SET TASK:
Copy out the part of the material that begins with the line containing "Could you please point out the striped area" and runs through the end, keeping each line as it appears, and leave the pictures out of your answer.
START SOURCE DATA
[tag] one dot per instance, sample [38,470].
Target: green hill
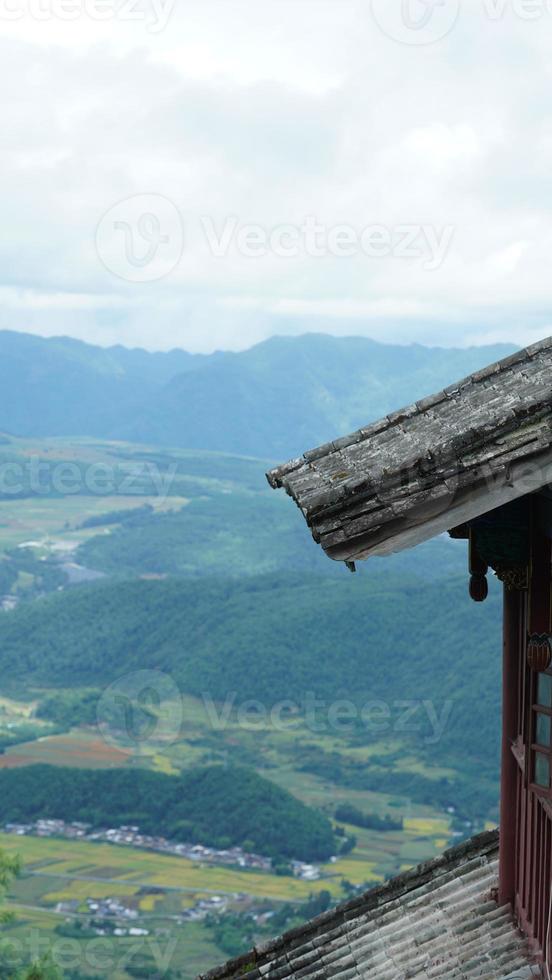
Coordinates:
[275,400]
[214,805]
[397,640]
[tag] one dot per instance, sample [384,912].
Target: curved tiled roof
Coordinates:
[439,921]
[433,465]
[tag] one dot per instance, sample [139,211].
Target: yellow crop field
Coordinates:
[427,826]
[116,866]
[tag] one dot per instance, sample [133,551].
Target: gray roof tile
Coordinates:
[437,922]
[418,471]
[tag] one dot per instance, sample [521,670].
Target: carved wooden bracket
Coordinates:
[539,651]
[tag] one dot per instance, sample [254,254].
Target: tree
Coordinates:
[42,969]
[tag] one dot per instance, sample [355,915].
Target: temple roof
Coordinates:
[444,460]
[440,920]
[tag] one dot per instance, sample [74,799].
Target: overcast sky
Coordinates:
[205,173]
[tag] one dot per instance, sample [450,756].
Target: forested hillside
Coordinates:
[277,399]
[280,637]
[215,805]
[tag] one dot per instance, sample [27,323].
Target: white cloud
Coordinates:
[272,113]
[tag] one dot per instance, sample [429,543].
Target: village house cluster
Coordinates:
[132,837]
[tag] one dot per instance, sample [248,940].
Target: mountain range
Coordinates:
[274,400]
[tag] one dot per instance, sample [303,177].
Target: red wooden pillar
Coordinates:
[509,769]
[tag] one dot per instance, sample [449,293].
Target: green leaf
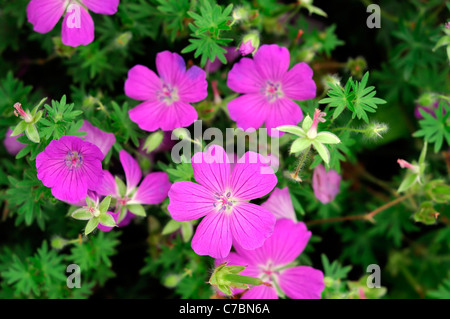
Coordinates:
[327,138]
[300,144]
[153,141]
[91,225]
[186,231]
[306,124]
[426,214]
[137,209]
[435,129]
[172,226]
[409,181]
[292,129]
[81,214]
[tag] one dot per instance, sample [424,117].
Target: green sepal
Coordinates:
[91,225]
[32,133]
[104,205]
[322,151]
[137,209]
[107,220]
[20,128]
[121,187]
[81,214]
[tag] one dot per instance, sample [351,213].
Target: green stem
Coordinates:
[302,160]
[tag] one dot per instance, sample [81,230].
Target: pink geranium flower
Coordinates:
[325,184]
[96,136]
[77,26]
[273,264]
[12,145]
[280,204]
[166,97]
[70,167]
[152,190]
[222,197]
[269,89]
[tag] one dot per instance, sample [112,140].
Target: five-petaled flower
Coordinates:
[274,263]
[70,167]
[222,197]
[166,97]
[269,89]
[77,26]
[152,190]
[325,184]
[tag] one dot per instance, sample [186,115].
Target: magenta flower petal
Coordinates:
[283,112]
[153,189]
[102,6]
[325,184]
[253,115]
[252,177]
[288,241]
[302,282]
[213,236]
[129,216]
[298,84]
[132,170]
[142,83]
[108,228]
[108,185]
[77,32]
[194,87]
[212,168]
[243,77]
[190,201]
[268,88]
[260,292]
[96,136]
[44,14]
[70,166]
[235,259]
[251,225]
[166,107]
[279,203]
[151,116]
[171,67]
[12,145]
[272,61]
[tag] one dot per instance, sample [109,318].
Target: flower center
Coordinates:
[123,201]
[167,94]
[224,202]
[268,272]
[73,160]
[272,90]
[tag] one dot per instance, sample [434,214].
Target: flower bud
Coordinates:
[250,43]
[356,66]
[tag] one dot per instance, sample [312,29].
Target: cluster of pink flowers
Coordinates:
[266,238]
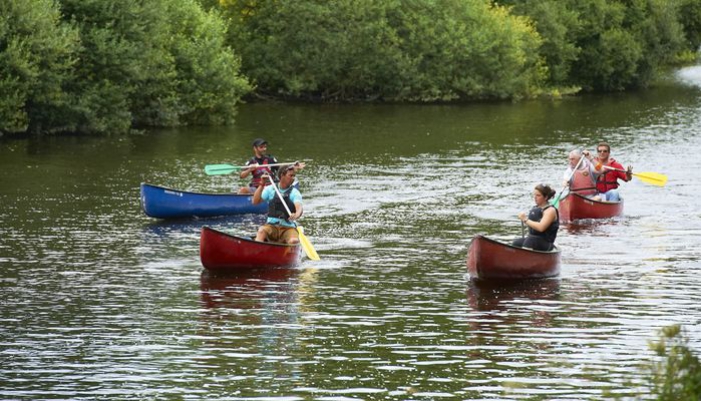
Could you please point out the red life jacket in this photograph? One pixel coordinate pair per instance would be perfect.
(583, 182)
(256, 179)
(609, 179)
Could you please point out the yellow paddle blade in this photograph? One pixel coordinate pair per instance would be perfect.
(652, 178)
(307, 245)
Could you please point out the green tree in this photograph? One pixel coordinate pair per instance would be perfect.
(690, 18)
(155, 63)
(604, 45)
(677, 375)
(37, 55)
(417, 50)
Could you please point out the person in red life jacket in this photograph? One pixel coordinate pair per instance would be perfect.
(607, 182)
(542, 221)
(582, 180)
(280, 226)
(257, 166)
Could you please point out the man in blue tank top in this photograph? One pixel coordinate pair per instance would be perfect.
(280, 225)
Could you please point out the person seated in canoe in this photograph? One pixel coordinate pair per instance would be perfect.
(607, 182)
(582, 173)
(280, 227)
(542, 221)
(258, 165)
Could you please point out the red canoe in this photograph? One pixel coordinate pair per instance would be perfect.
(575, 206)
(488, 259)
(224, 252)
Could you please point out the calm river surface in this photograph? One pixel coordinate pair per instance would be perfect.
(101, 302)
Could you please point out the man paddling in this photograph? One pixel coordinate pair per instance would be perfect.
(607, 182)
(280, 227)
(581, 174)
(258, 166)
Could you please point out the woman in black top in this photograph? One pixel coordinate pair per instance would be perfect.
(542, 221)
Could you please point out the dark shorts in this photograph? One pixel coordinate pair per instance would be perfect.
(535, 243)
(280, 234)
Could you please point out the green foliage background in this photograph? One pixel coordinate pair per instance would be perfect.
(92, 66)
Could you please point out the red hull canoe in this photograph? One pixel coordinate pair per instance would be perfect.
(488, 259)
(224, 252)
(575, 207)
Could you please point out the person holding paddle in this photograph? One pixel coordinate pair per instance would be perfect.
(280, 226)
(259, 165)
(607, 182)
(542, 221)
(581, 173)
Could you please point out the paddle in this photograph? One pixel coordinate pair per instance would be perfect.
(651, 178)
(221, 169)
(303, 240)
(556, 202)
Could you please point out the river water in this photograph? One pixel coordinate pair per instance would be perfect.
(101, 302)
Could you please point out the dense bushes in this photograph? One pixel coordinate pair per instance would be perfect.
(99, 66)
(677, 375)
(96, 66)
(450, 49)
(393, 50)
(37, 58)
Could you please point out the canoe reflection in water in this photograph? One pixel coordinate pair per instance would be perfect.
(525, 303)
(487, 296)
(253, 314)
(257, 315)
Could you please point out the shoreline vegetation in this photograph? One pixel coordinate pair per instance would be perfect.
(95, 67)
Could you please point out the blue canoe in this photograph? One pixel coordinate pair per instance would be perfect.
(166, 203)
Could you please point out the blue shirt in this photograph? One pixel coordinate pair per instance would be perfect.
(269, 194)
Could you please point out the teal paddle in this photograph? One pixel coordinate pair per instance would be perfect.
(556, 202)
(222, 169)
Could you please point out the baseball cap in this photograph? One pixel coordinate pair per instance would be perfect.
(259, 142)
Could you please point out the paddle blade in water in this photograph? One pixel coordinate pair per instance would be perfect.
(652, 178)
(220, 169)
(307, 245)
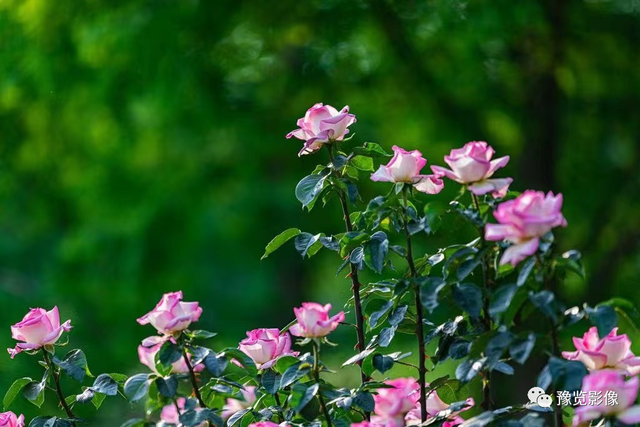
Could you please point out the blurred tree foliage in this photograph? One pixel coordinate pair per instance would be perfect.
(143, 142)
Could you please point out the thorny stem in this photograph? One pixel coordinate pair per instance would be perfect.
(422, 369)
(194, 381)
(355, 283)
(56, 380)
(316, 374)
(486, 318)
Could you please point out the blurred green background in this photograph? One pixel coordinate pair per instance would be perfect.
(143, 146)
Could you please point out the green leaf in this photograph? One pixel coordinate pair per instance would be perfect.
(521, 348)
(305, 241)
(105, 384)
(74, 364)
(429, 292)
(309, 187)
(13, 391)
(363, 163)
(136, 387)
(247, 363)
(376, 251)
(371, 149)
(301, 395)
(271, 381)
(469, 298)
(33, 392)
(280, 240)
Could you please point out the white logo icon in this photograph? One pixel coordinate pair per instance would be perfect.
(537, 396)
(534, 393)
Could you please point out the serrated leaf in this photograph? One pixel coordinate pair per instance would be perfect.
(280, 240)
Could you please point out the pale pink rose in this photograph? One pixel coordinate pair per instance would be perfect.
(151, 346)
(172, 315)
(266, 346)
(170, 414)
(434, 406)
(38, 328)
(405, 166)
(612, 351)
(320, 125)
(523, 220)
(472, 165)
(314, 321)
(393, 404)
(237, 405)
(609, 382)
(9, 419)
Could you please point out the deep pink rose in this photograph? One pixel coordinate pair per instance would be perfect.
(320, 125)
(172, 315)
(266, 346)
(9, 419)
(170, 415)
(523, 220)
(609, 383)
(151, 346)
(37, 329)
(472, 165)
(314, 321)
(612, 351)
(405, 166)
(393, 404)
(236, 405)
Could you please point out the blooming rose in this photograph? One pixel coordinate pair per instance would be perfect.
(236, 405)
(314, 321)
(266, 346)
(170, 415)
(9, 419)
(320, 125)
(609, 383)
(37, 329)
(612, 351)
(405, 166)
(472, 165)
(394, 403)
(172, 315)
(147, 354)
(523, 221)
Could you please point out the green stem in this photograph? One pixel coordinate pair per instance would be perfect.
(422, 356)
(56, 380)
(355, 282)
(316, 375)
(486, 318)
(194, 381)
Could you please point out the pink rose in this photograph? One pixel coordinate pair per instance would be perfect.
(612, 351)
(151, 346)
(395, 403)
(172, 315)
(523, 221)
(266, 346)
(472, 165)
(314, 321)
(9, 419)
(236, 405)
(170, 414)
(405, 166)
(609, 383)
(37, 329)
(320, 125)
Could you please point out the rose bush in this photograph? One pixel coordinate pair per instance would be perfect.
(486, 304)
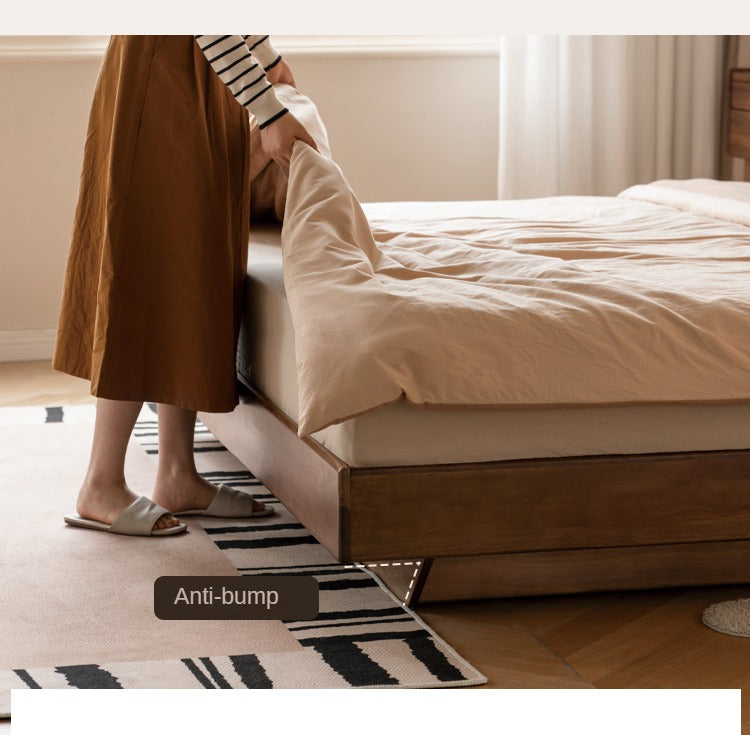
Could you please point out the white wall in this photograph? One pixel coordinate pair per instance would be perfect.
(407, 119)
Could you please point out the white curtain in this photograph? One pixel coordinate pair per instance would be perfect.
(596, 114)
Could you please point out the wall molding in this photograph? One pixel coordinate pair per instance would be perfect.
(17, 345)
(72, 48)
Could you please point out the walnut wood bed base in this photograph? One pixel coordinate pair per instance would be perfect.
(520, 527)
(508, 528)
(739, 117)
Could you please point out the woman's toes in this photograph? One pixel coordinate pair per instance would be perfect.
(166, 521)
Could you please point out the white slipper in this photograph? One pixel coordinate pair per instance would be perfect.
(136, 520)
(229, 503)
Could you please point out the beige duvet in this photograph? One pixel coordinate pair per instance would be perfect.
(568, 301)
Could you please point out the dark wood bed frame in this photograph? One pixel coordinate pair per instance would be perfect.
(519, 527)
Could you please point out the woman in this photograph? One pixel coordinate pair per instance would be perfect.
(153, 287)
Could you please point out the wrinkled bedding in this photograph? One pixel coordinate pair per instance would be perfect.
(565, 301)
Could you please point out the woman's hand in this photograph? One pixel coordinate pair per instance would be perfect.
(278, 137)
(281, 74)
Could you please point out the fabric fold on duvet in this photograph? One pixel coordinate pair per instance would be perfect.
(568, 301)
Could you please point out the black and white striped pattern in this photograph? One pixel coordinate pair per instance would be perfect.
(233, 58)
(363, 636)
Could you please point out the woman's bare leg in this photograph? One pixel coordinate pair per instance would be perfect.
(178, 485)
(104, 493)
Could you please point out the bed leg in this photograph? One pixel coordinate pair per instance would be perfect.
(420, 580)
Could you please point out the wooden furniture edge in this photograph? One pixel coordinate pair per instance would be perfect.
(312, 483)
(586, 508)
(588, 570)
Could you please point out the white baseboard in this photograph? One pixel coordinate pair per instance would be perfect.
(17, 345)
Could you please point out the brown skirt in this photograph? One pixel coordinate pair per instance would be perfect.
(153, 288)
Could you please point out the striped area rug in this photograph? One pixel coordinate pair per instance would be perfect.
(363, 636)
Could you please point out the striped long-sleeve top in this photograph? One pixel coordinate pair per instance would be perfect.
(241, 63)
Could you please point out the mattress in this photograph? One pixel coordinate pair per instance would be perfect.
(401, 434)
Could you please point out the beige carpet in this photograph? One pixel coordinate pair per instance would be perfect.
(77, 605)
(76, 596)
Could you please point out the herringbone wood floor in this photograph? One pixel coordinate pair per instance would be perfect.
(644, 639)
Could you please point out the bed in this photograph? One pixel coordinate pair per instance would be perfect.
(456, 502)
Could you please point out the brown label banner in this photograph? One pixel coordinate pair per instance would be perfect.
(258, 597)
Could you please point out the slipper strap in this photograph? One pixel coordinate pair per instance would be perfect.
(138, 518)
(230, 503)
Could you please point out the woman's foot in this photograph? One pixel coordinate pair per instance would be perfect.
(105, 502)
(179, 491)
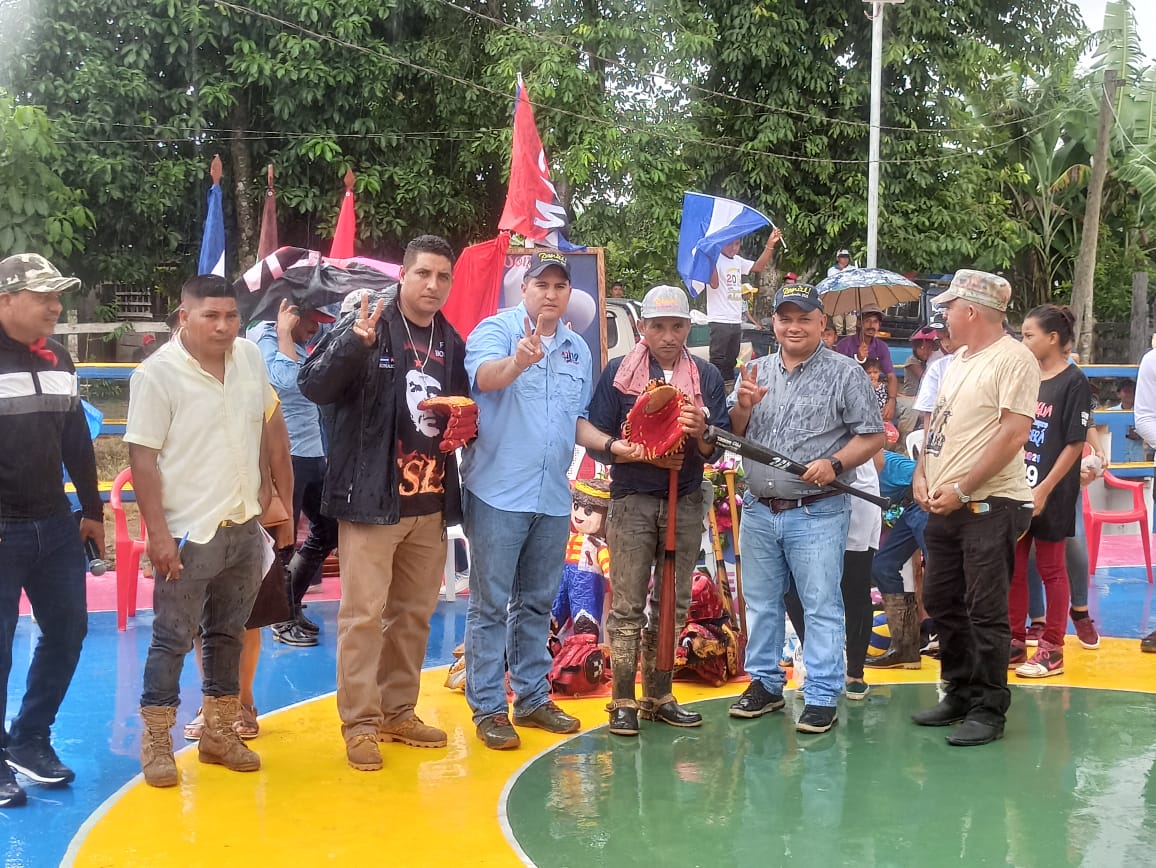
END SOURCE DATA
RESPONSE TO THE EXERCISE:
Could you please point out the striped area rug in this photograph? One pixel coordinate pair per instance would be perfect.
(363, 636)
Could you please point out the striped long-sleeve top in this photograph? One pixel coordinate pair per instance would be perfect.
(241, 63)
Could you please point out the mattress in this photograph? One pixel coordinate pair per instance would be perfect.
(401, 434)
Could you please point out the beige carpet in this photograph? One pixel coordinate pair per instance would be perfect.
(77, 605)
(76, 596)
Could you please point out the herringbone wood floor in this photograph? One pixel coordinate pair per instance would be perfect.
(644, 639)
Could you please point out the bed in this photograph? One pixel coordinate pair per instance would be perfect.
(456, 502)
Could you please point out the brown label banner in this photograph? One pixel coordinate pair per instance would be perfect.
(258, 597)
Could you please point out the slipper strap in this photograph? One pixel coordinate pair per instance would be perfect.
(138, 518)
(230, 503)
Could you please point out the woman's foot in this photograph? One pixel coordinate pair per instance would be perfect.
(105, 502)
(179, 491)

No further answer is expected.